= Prompt =
Please print the material below line for line, with no changes.

= Data records =
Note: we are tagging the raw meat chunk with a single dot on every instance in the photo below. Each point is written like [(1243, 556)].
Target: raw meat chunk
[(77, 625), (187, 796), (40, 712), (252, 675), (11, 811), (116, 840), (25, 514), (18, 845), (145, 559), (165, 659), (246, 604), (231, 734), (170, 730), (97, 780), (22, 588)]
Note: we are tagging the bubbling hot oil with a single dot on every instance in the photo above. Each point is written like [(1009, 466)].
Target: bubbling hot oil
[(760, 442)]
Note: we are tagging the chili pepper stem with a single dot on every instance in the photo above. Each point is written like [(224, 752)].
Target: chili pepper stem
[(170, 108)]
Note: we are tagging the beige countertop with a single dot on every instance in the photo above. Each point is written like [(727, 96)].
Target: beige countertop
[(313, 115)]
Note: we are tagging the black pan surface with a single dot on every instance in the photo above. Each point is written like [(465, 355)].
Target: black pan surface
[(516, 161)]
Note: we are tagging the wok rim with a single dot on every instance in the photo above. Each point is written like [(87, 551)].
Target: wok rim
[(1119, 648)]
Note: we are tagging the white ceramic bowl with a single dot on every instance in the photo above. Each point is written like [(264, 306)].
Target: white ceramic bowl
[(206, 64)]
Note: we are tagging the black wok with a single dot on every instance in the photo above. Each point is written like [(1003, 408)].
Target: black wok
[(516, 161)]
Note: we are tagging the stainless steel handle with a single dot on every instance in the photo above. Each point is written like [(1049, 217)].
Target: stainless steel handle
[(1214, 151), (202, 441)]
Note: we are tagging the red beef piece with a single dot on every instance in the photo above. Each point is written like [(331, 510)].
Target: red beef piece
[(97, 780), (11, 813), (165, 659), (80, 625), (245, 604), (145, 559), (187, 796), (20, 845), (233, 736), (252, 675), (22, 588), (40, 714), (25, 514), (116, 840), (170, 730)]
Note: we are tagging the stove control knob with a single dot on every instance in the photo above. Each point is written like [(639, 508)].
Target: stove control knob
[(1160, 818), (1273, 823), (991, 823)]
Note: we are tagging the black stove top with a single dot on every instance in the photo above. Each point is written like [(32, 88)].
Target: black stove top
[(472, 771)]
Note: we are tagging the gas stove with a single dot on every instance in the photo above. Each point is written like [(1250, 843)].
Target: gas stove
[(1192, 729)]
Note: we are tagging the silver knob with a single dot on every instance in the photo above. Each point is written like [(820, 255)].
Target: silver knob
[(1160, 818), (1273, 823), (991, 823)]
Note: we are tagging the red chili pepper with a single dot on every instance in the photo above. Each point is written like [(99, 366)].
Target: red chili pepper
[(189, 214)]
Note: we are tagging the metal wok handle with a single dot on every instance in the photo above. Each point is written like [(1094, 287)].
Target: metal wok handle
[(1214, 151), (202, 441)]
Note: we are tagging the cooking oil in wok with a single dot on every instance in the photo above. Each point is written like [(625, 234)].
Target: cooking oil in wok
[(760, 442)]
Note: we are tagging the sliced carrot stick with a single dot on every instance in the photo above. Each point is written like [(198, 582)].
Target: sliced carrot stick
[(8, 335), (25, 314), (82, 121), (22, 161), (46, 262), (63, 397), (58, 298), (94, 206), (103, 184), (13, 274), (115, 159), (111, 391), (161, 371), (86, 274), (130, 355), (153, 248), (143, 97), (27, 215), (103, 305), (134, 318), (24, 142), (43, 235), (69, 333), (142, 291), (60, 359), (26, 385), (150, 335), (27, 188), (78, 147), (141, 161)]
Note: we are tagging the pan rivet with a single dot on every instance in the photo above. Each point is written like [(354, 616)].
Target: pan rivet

= Response for this exercise =
Note: we are tagging the raw meat chunk with a single dot on every instance in the photo below. Each point is written like [(1243, 556)].
Target: raw meat chunk
[(77, 625), (187, 796), (40, 712), (252, 675), (11, 811), (116, 840), (25, 514), (18, 845), (145, 559), (165, 659), (246, 604), (231, 734), (170, 730), (97, 780), (22, 588)]
Note: we are tagging the bubbling hot oil with a single dot on every instance in the photo above. Each point is written like [(1009, 466)].
Target: bubbling hot oil
[(760, 442)]
Note: we are tagging the chili pepper stem with a single dot on every instance in the photo above. Each point is written like [(224, 752)].
Target: chili pepper stem
[(170, 108)]
Note: we are tagging the beige countertop with a single dot on every instance in the photo above. Each point is written like [(727, 96)].
Target: beige countertop
[(313, 115)]
Note: we are tagging the black pan surface with a single dot on every instance in the photo above. Each point is written like [(465, 355)].
Target: black pan surface
[(516, 161)]
Note: we are tagging the wok rim with a single dot on every instance in the photo above. Each point is written like [(87, 551)].
Target: wok rim
[(1119, 648)]
Note: we are tagging the white ceramic bowl with a single dot on every instance in the photo above. Each point is written like [(264, 306)].
Target: white ceramic bowl
[(206, 64)]
Note: we are tagging the black wok with a single dot on every instance in the photo above. Each point is written like [(1003, 408)].
Target: black wok
[(516, 161)]
Note: we are tagging the stainless steel handle with a single dot on every instance in the photo above. Each point is written like [(1049, 217)].
Target: stainless steel handle
[(1214, 151), (202, 441)]
Note: we are tagging the red beef piece with a single dot on every instance in the photo above. Each point is written like [(331, 510)].
Target: red beef piece
[(97, 780), (11, 813), (165, 659), (80, 625), (245, 604), (145, 559), (187, 796), (20, 845), (233, 736), (252, 675), (22, 588), (40, 714), (25, 514), (116, 840), (170, 730)]
Note: we are tagging the stove control knob with a single dot on every instance in the photo above. Each point is written like [(639, 508)].
Target: stove control knob
[(1160, 818), (1273, 823), (991, 823)]
Note: we are tagging the black stove top with a single dot on every instance in the photo above. Each point is written like [(32, 88)].
Target: black stove top
[(472, 771)]
Note: we are tagging the gas stove with a single dot on every instance in the photo above. Each point is written like [(1250, 843)].
Target: gas stove
[(1192, 729)]
Note: we are tagging the silver knob with a single dot on every instance in the photo above. Each point is written like [(820, 255)].
Target: silver knob
[(1160, 818), (1273, 823), (991, 823)]
Note: we are tagging the red chili pepper with a single dot on every instance in the photo above. Each point is written like [(99, 366)].
Target: red chili pepper
[(189, 214)]
Note: we are tagging the metal wok handle with a single dot on every instance in the photo above. Each point is written like [(1094, 287)].
Target: metal wok handle
[(1214, 151), (202, 441)]
Note: we are tagging the cooking oil in wok with a single dot on every instance in the photo above. Each point is written like [(625, 234)].
Target: cooking oil in wok
[(760, 442)]
Note: we are tagging the sliced carrot stick with a single dot on every instance in the photo above. Each point is written like [(198, 582)].
Target: sliced carrot stick
[(8, 335), (25, 314), (82, 121), (22, 161), (46, 262), (63, 397), (58, 298), (94, 206), (103, 184), (13, 274), (115, 159), (111, 391), (161, 371), (86, 274), (130, 355), (153, 248), (143, 97), (27, 215), (103, 305), (134, 318), (24, 142), (43, 235), (69, 333), (142, 291), (60, 359), (26, 385), (150, 335), (27, 188), (78, 147), (141, 161)]
Note: we are tagging the pan rivet with a single dot on every instance in the photo above. Each point is written like [(354, 616)].
Target: pan rivet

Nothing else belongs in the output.